## Exercise instructions
Locate each line in the rows below that contains the word "positive" and copy those lines out in full.

## Listed records
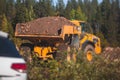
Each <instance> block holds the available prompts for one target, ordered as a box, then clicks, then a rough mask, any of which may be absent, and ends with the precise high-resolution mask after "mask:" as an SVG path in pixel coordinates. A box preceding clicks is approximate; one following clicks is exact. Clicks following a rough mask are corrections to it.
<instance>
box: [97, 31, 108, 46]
mask: <svg viewBox="0 0 120 80" xmlns="http://www.w3.org/2000/svg"><path fill="white" fill-rule="evenodd" d="M96 36H98V37H99V38H100V40H101V47H102V48H105V47H108V46H109V43H108V41H107V39H105V37H104V35H103V34H102V33H97V34H96Z"/></svg>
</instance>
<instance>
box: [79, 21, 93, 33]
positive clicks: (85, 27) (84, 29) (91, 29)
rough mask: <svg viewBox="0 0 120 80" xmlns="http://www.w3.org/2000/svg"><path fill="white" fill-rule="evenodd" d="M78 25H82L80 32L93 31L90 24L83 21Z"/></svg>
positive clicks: (83, 32)
mask: <svg viewBox="0 0 120 80" xmlns="http://www.w3.org/2000/svg"><path fill="white" fill-rule="evenodd" d="M80 25H81V27H82V32H83V33H84V32H87V33H93V30H92V28H91V26H90V24H88V23H85V22H80Z"/></svg>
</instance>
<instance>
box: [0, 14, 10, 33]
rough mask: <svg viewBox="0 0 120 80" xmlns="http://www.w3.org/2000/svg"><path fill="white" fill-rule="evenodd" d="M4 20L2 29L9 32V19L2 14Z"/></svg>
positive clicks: (4, 14) (1, 26) (1, 30)
mask: <svg viewBox="0 0 120 80" xmlns="http://www.w3.org/2000/svg"><path fill="white" fill-rule="evenodd" d="M1 19H2V22H1V31H4V32H7V33H8V32H9V31H8V30H9V28H8V21H7V18H6V16H5V14H3V15H2V18H1Z"/></svg>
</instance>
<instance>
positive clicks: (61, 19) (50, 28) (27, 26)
mask: <svg viewBox="0 0 120 80" xmlns="http://www.w3.org/2000/svg"><path fill="white" fill-rule="evenodd" d="M64 25H71V26H75V25H74V24H73V23H72V22H70V21H69V20H67V19H66V18H64V17H43V18H38V19H36V20H33V21H30V22H26V23H18V24H17V25H16V31H15V32H16V34H17V35H33V34H34V35H37V34H47V35H59V34H60V31H61V29H62V27H63V26H64Z"/></svg>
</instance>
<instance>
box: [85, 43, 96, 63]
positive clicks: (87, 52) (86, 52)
mask: <svg viewBox="0 0 120 80" xmlns="http://www.w3.org/2000/svg"><path fill="white" fill-rule="evenodd" d="M84 53H85V58H86V59H87V61H90V62H91V61H93V60H94V56H95V49H94V46H92V45H90V44H88V45H87V46H86V47H85V48H84Z"/></svg>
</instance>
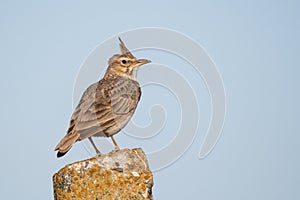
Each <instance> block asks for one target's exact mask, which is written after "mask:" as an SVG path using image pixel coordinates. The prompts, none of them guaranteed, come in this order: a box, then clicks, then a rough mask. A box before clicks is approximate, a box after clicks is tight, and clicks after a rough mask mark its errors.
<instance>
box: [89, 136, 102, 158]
mask: <svg viewBox="0 0 300 200" xmlns="http://www.w3.org/2000/svg"><path fill="white" fill-rule="evenodd" d="M88 138H89V141H90V142H91V143H92V145H93V147H94V149H95V151H96V153H97V155H100V154H101V152H100V151H99V149H97V147H96V145H95V143H94V141H93V139H92V137H88Z"/></svg>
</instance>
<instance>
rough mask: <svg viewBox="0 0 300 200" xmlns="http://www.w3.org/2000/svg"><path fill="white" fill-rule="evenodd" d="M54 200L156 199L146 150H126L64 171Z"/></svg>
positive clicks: (90, 159)
mask: <svg viewBox="0 0 300 200" xmlns="http://www.w3.org/2000/svg"><path fill="white" fill-rule="evenodd" d="M53 186H54V199H56V200H62V199H63V200H67V199H72V200H73V199H93V200H100V199H105V200H108V199H114V200H115V199H120V200H126V199H153V197H152V186H153V177H152V173H151V171H150V170H149V167H148V161H147V159H146V156H145V153H144V152H143V151H142V149H140V148H138V149H132V150H128V149H124V150H120V151H117V152H111V153H109V154H105V155H101V156H98V157H94V158H90V159H87V160H83V161H79V162H75V163H72V164H69V165H67V166H65V167H64V168H62V169H60V170H59V171H58V172H57V173H56V174H54V176H53Z"/></svg>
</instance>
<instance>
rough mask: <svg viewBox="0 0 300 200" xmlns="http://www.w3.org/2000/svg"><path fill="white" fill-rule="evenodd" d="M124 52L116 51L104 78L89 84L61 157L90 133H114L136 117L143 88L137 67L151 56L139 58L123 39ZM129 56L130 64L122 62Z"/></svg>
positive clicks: (76, 116) (78, 108)
mask: <svg viewBox="0 0 300 200" xmlns="http://www.w3.org/2000/svg"><path fill="white" fill-rule="evenodd" d="M120 49H121V52H122V55H114V56H113V57H112V58H111V59H110V60H109V66H108V69H107V72H106V74H105V75H104V77H103V79H101V80H100V81H98V82H96V83H94V84H92V85H91V86H89V87H88V88H87V89H86V90H85V92H84V93H83V95H82V97H81V99H80V102H79V103H78V106H77V107H76V108H75V110H74V112H73V114H72V117H71V120H70V126H69V129H68V131H67V134H66V136H65V137H64V138H63V139H62V140H61V141H60V142H59V144H58V145H57V146H56V148H55V150H57V151H58V154H57V156H58V157H61V156H63V155H64V154H65V153H67V152H68V151H69V150H70V148H71V147H72V145H73V144H74V143H75V142H77V141H80V140H83V139H85V138H88V137H92V136H93V137H95V136H102V137H110V136H112V135H114V134H116V133H118V132H119V131H120V130H121V129H122V128H124V126H125V125H126V124H127V123H128V121H129V120H130V118H131V117H132V115H133V113H134V111H135V109H136V107H137V104H138V102H139V100H140V96H141V89H140V86H139V83H138V82H137V81H136V80H135V75H136V69H137V67H138V66H140V65H142V64H146V63H148V62H150V61H148V60H137V59H136V58H135V57H134V56H133V55H132V54H131V53H130V52H129V50H128V49H127V48H126V47H125V45H124V43H123V42H122V40H121V39H120ZM123 60H126V62H127V64H126V65H125V64H122V63H121V62H122V61H123Z"/></svg>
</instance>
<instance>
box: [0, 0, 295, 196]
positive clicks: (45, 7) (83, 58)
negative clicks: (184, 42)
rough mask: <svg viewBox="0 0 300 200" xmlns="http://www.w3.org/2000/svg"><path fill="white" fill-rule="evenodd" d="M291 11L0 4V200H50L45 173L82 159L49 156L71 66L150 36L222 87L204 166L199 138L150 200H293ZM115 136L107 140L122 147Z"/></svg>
mask: <svg viewBox="0 0 300 200" xmlns="http://www.w3.org/2000/svg"><path fill="white" fill-rule="evenodd" d="M299 8H300V6H299V3H298V1H248V2H242V1H189V0H186V1H182V2H175V1H156V0H152V1H126V2H125V1H119V2H117V1H114V2H109V1H106V2H100V1H80V2H79V1H48V2H42V1H1V3H0V26H1V32H0V44H1V46H0V55H1V59H0V88H1V90H0V91H1V100H0V109H1V112H0V121H1V128H2V129H1V132H2V139H1V141H0V149H1V152H2V158H1V159H2V164H1V167H0V169H1V172H2V174H1V176H0V177H1V179H0V186H1V197H2V198H3V199H21V198H22V199H31V200H35V199H36V200H40V199H53V195H52V193H53V190H52V180H51V179H52V175H53V173H54V172H56V171H57V170H58V169H59V168H61V167H63V166H64V165H66V164H67V163H70V162H73V161H76V160H81V159H84V158H86V157H87V156H88V154H87V153H86V152H85V150H84V148H83V147H82V145H80V144H76V145H75V146H74V148H73V149H72V150H71V151H70V152H69V153H68V155H67V156H66V157H65V158H63V159H59V160H57V159H56V157H55V153H54V151H53V148H54V146H55V145H56V143H57V142H58V140H59V139H60V138H61V137H62V136H63V135H64V133H65V130H66V129H67V125H68V121H69V117H70V115H71V112H72V94H73V84H74V81H75V78H76V76H77V72H78V71H79V68H80V65H81V63H82V62H83V61H84V59H85V58H86V57H87V55H88V54H89V52H90V51H91V50H92V49H93V48H94V47H95V46H96V45H97V44H99V43H100V42H102V41H104V40H106V39H107V38H109V37H111V36H112V35H115V34H117V33H119V32H122V31H126V30H130V29H132V28H138V27H149V26H155V27H164V28H169V29H174V30H177V31H179V32H182V33H184V34H186V35H188V36H190V37H192V38H193V39H194V40H195V41H197V42H198V43H200V44H201V45H202V46H204V47H205V49H206V50H207V52H208V53H209V55H210V56H211V58H212V59H213V60H214V62H215V63H216V64H217V66H218V68H219V70H220V73H221V74H222V77H223V80H224V84H225V88H226V94H227V118H226V122H225V126H224V130H223V135H222V137H221V139H220V140H219V142H218V144H217V146H216V148H215V149H214V151H213V152H212V153H211V154H210V155H209V156H208V157H207V158H206V159H204V160H198V158H197V155H198V153H199V146H200V144H201V143H202V141H203V135H201V133H200V134H199V136H197V137H196V139H195V141H194V144H193V145H192V147H191V148H190V149H189V150H188V151H187V152H186V153H185V154H184V156H183V157H182V158H181V159H179V160H178V161H177V162H176V163H174V164H173V165H171V166H170V167H168V168H165V169H164V170H161V171H158V172H156V173H155V174H154V177H155V186H154V188H153V189H154V190H153V192H154V198H155V199H174V200H175V199H178V200H180V199H206V200H221V199H222V200H224V199H228V200H240V199H243V200H253V199H257V200H275V199H278V200H281V199H299V198H300V192H299V183H300V173H299V169H300V162H299V152H300V136H299V133H300V125H299V119H300V107H299V102H300V95H299V85H300V79H299V78H298V76H299V74H300V73H299V72H300V70H299V66H300V61H299V52H300V51H299V45H300V39H299V35H300V22H299V18H300V16H299ZM151 54H153V52H151ZM145 55H146V54H143V56H145ZM152 56H154V55H152ZM200 82H201V81H200ZM144 92H146V90H145V91H144ZM145 97H147V95H145ZM204 101H207V99H205V97H204ZM205 113H206V110H205V108H204V115H205ZM171 119H172V118H171ZM204 121H205V119H204ZM171 130H172V129H170V131H171ZM124 137H125V136H122V135H120V136H117V139H119V140H120V143H121V146H122V147H127V145H126V142H125V141H127V140H126V139H124V141H122V138H124ZM129 142H130V147H134V146H141V147H143V148H145V149H146V150H147V149H151V148H152V147H151V141H149V142H147V141H143V142H141V143H139V141H138V140H137V141H135V142H134V141H129Z"/></svg>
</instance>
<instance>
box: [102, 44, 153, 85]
mask: <svg viewBox="0 0 300 200" xmlns="http://www.w3.org/2000/svg"><path fill="white" fill-rule="evenodd" d="M119 41H120V50H121V54H116V55H113V56H112V57H111V58H110V59H109V61H108V68H107V72H106V75H109V74H116V75H119V76H125V77H128V78H131V79H135V77H136V71H137V68H138V67H140V66H142V65H144V64H147V63H149V62H151V61H150V60H146V59H137V58H136V57H134V56H133V55H132V53H131V52H130V51H129V50H128V49H127V48H126V46H125V44H124V42H123V41H122V40H121V38H119Z"/></svg>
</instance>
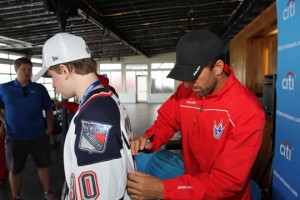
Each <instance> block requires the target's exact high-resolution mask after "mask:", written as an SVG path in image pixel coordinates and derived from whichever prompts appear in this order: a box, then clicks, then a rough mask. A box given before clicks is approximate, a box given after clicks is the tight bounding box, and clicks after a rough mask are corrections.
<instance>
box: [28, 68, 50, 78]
mask: <svg viewBox="0 0 300 200" xmlns="http://www.w3.org/2000/svg"><path fill="white" fill-rule="evenodd" d="M48 69H49V67H43V68H42V69H41V70H40V71H39V72H38V73H37V74H36V75H34V76H33V77H32V78H31V81H32V82H36V81H38V80H39V79H40V78H41V77H42V76H43V77H46V76H45V75H46V72H47V71H48Z"/></svg>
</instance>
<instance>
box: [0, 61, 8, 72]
mask: <svg viewBox="0 0 300 200" xmlns="http://www.w3.org/2000/svg"><path fill="white" fill-rule="evenodd" d="M0 73H1V74H10V65H9V64H1V63H0Z"/></svg>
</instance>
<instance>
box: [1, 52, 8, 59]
mask: <svg viewBox="0 0 300 200" xmlns="http://www.w3.org/2000/svg"><path fill="white" fill-rule="evenodd" d="M0 58H3V59H8V53H4V52H0Z"/></svg>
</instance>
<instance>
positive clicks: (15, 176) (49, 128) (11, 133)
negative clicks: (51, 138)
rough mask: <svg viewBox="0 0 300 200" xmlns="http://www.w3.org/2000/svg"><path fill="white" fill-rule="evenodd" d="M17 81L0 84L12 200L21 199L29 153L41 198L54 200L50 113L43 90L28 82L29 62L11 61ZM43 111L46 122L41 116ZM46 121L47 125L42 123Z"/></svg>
mask: <svg viewBox="0 0 300 200" xmlns="http://www.w3.org/2000/svg"><path fill="white" fill-rule="evenodd" d="M14 67H15V71H16V74H17V78H16V79H15V80H13V81H10V82H7V83H4V84H1V85H0V104H1V105H4V107H5V112H4V113H3V112H2V111H1V112H0V120H1V121H2V122H3V123H4V124H5V126H6V158H7V167H8V170H9V182H10V186H11V190H12V199H21V197H20V193H21V185H22V171H23V169H24V167H25V163H26V160H27V157H28V155H29V154H30V155H31V156H32V158H33V160H34V161H35V163H36V165H37V168H38V175H39V178H40V180H41V183H42V185H43V188H44V191H45V195H44V199H48V200H51V199H56V198H55V196H54V195H53V194H52V192H51V189H50V168H49V167H50V164H51V159H50V147H49V138H48V136H49V135H51V134H52V131H53V111H52V108H51V104H52V103H51V99H50V96H49V94H48V91H47V90H46V88H45V87H44V86H43V85H41V84H38V83H33V82H31V76H32V62H31V61H30V60H29V59H27V58H19V59H17V60H15V62H14ZM43 110H44V111H45V116H46V120H45V119H44V117H43ZM45 121H46V123H45Z"/></svg>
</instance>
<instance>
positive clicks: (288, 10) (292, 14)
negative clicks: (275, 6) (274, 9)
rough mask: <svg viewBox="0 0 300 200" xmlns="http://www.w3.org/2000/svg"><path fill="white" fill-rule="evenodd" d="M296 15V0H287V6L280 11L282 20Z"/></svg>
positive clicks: (288, 18)
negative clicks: (281, 15) (281, 11)
mask: <svg viewBox="0 0 300 200" xmlns="http://www.w3.org/2000/svg"><path fill="white" fill-rule="evenodd" d="M295 15H296V0H288V3H287V7H286V8H285V9H284V10H283V12H282V18H283V20H284V21H286V20H288V19H290V18H292V17H294V16H295Z"/></svg>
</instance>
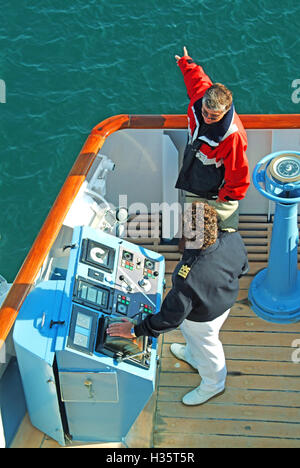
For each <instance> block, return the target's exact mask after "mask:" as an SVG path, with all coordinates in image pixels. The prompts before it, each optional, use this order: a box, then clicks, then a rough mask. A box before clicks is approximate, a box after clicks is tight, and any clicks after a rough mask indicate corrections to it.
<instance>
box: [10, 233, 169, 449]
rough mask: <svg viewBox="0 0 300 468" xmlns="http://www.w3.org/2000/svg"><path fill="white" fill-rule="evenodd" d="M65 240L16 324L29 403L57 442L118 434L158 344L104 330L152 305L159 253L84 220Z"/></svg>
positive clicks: (135, 397) (137, 319)
mask: <svg viewBox="0 0 300 468" xmlns="http://www.w3.org/2000/svg"><path fill="white" fill-rule="evenodd" d="M65 248H69V249H70V257H69V265H68V270H67V271H66V272H63V274H62V277H63V279H57V278H56V276H55V275H54V276H53V279H50V280H48V281H44V282H42V283H39V284H38V285H36V287H35V288H34V290H33V291H32V292H31V293H30V294H29V295H28V297H27V299H26V301H25V302H24V305H23V307H22V309H21V311H20V313H19V316H18V319H17V321H16V324H15V329H14V342H15V348H16V353H17V358H18V362H19V367H20V372H21V376H22V380H23V386H24V391H25V395H26V401H27V406H28V412H29V415H30V418H31V421H32V423H33V425H34V426H36V427H37V428H38V429H40V430H41V431H43V432H45V433H46V434H48V435H49V436H50V437H52V438H53V439H55V440H57V441H58V442H59V443H60V444H61V445H65V444H66V440H70V439H73V440H75V441H85V442H93V441H95V442H96V441H103V442H105V441H111V442H112V441H121V440H122V439H124V437H126V435H127V433H128V431H129V430H130V427H131V426H132V424H133V423H134V421H135V420H136V418H137V416H138V415H139V413H140V412H141V411H142V409H143V408H144V406H145V404H146V403H147V401H148V400H149V398H150V397H151V395H152V393H153V390H154V387H155V377H156V368H157V351H156V344H157V343H156V339H155V338H151V337H139V338H137V339H136V340H127V339H123V338H121V337H110V336H109V335H107V333H106V329H107V327H108V325H109V323H110V322H111V321H121V320H122V319H124V318H126V319H127V320H130V321H132V323H133V324H135V323H138V322H139V321H141V320H143V318H144V317H145V316H146V315H148V314H155V313H156V312H158V311H159V309H160V305H161V301H162V295H163V284H164V267H165V266H164V265H165V264H164V258H163V257H162V256H161V255H159V254H157V253H156V252H152V251H150V250H148V249H145V248H143V247H140V246H138V245H135V244H133V243H130V242H127V241H126V240H123V239H120V238H117V237H115V236H111V235H109V234H106V233H104V232H102V231H99V230H94V229H92V228H89V227H78V228H75V229H74V234H73V239H72V244H71V245H69V246H65Z"/></svg>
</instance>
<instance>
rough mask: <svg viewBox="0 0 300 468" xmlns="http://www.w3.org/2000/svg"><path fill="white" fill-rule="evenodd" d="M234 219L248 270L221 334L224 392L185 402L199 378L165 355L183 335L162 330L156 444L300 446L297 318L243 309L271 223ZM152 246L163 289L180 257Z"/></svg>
mask: <svg viewBox="0 0 300 468" xmlns="http://www.w3.org/2000/svg"><path fill="white" fill-rule="evenodd" d="M240 219H241V222H240V229H239V230H240V234H241V235H242V237H243V240H244V242H245V245H246V248H247V251H248V258H249V264H250V270H249V273H248V274H247V275H246V276H245V277H243V278H242V279H241V280H240V292H239V296H238V298H237V303H236V304H235V306H234V307H233V308H232V311H231V314H230V316H229V318H228V319H227V321H226V322H225V324H224V326H223V328H222V331H221V334H220V337H221V340H222V342H223V345H224V351H225V355H226V362H227V367H228V378H227V386H226V391H225V393H224V394H223V395H221V396H220V397H218V398H216V399H213V400H211V401H210V402H208V403H206V404H205V405H203V406H196V407H187V406H185V405H183V404H182V402H181V399H182V397H183V395H184V394H185V393H187V392H188V391H190V390H191V389H193V388H194V387H196V386H197V385H199V383H200V377H199V375H198V373H197V372H196V371H195V370H194V369H192V368H191V367H190V366H189V365H188V364H186V363H184V362H182V361H178V360H176V359H175V358H174V357H173V356H172V354H171V353H170V350H169V347H170V344H171V343H172V342H181V343H183V342H184V340H183V337H182V335H181V332H180V331H179V330H174V331H173V332H170V333H166V334H165V335H164V336H163V342H162V353H161V364H160V369H159V383H158V389H157V407H156V415H155V427H154V447H157V448H160V447H167V448H172V447H173V448H188V447H191V448H193V447H199V448H202V447H203V448H218V447H219V448H221V447H236V448H238V447H241V448H247V447H249V448H250V447H253V448H254V447H255V448H260V447H270V448H273V447H274V448H275V447H282V448H293V447H295V448H296V447H297V448H299V447H300V364H295V363H293V362H292V353H293V352H294V351H295V347H293V345H292V343H293V342H294V340H298V339H299V340H300V323H297V324H273V323H269V322H266V321H264V320H262V319H260V318H259V317H257V316H256V315H255V314H254V313H253V311H252V310H251V308H250V307H249V303H248V300H247V296H248V288H249V286H250V284H251V281H252V279H253V277H254V275H255V274H256V273H257V272H258V271H260V270H261V269H262V268H265V267H266V266H267V260H268V255H269V247H270V238H271V232H272V225H271V224H269V223H267V220H266V217H265V216H258V217H253V218H251V216H248V217H243V216H241V218H240ZM251 220H252V221H253V222H251ZM149 248H151V247H150V246H149ZM153 249H154V250H157V251H159V252H161V253H162V254H163V255H164V256H165V258H166V286H167V290H166V293H167V292H168V290H169V288H170V287H171V274H172V271H173V269H174V267H175V265H176V263H177V261H178V260H179V259H180V254H179V252H176V246H164V245H160V244H156V246H155V245H153Z"/></svg>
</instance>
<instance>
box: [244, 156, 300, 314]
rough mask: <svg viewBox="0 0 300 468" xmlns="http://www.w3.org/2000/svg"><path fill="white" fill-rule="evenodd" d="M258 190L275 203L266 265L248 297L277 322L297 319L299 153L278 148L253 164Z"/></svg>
mask: <svg viewBox="0 0 300 468" xmlns="http://www.w3.org/2000/svg"><path fill="white" fill-rule="evenodd" d="M253 182H254V185H255V187H256V188H257V190H258V191H259V192H260V193H261V194H262V195H264V196H265V197H267V198H268V199H270V200H272V201H274V202H275V203H276V207H275V214H274V222H273V231H272V240H271V246H270V255H269V260H268V267H267V268H265V269H263V270H262V271H260V272H259V273H258V274H257V275H256V276H255V277H254V279H253V281H252V283H251V286H250V288H249V300H250V301H251V303H252V308H253V310H254V312H255V313H256V314H257V315H258V316H259V317H261V318H263V319H265V320H267V321H270V322H276V323H292V322H297V321H299V320H300V276H299V270H298V258H297V254H298V244H299V231H298V222H297V216H298V206H297V204H298V203H299V202H300V153H299V152H296V151H288V152H287V151H280V152H276V153H272V154H270V155H268V156H265V157H264V158H263V159H262V160H261V161H260V162H259V163H258V164H257V166H256V167H255V169H254V172H253Z"/></svg>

## Completed exercise
positive clicks: (85, 27) (84, 29) (91, 29)
positive clicks: (83, 32)
positive clicks: (4, 14) (1, 26) (1, 30)
positive clicks: (61, 19) (50, 28) (27, 26)
positive clicks: (87, 52) (86, 52)
positive clicks: (90, 159)
positive clicks: (76, 116) (78, 108)
positive clicks: (45, 7) (83, 58)
positive clicks: (15, 176) (49, 128) (11, 133)
positive clicks: (288, 10) (292, 14)
positive clicks: (288, 18)
positive clicks: (135, 397) (137, 319)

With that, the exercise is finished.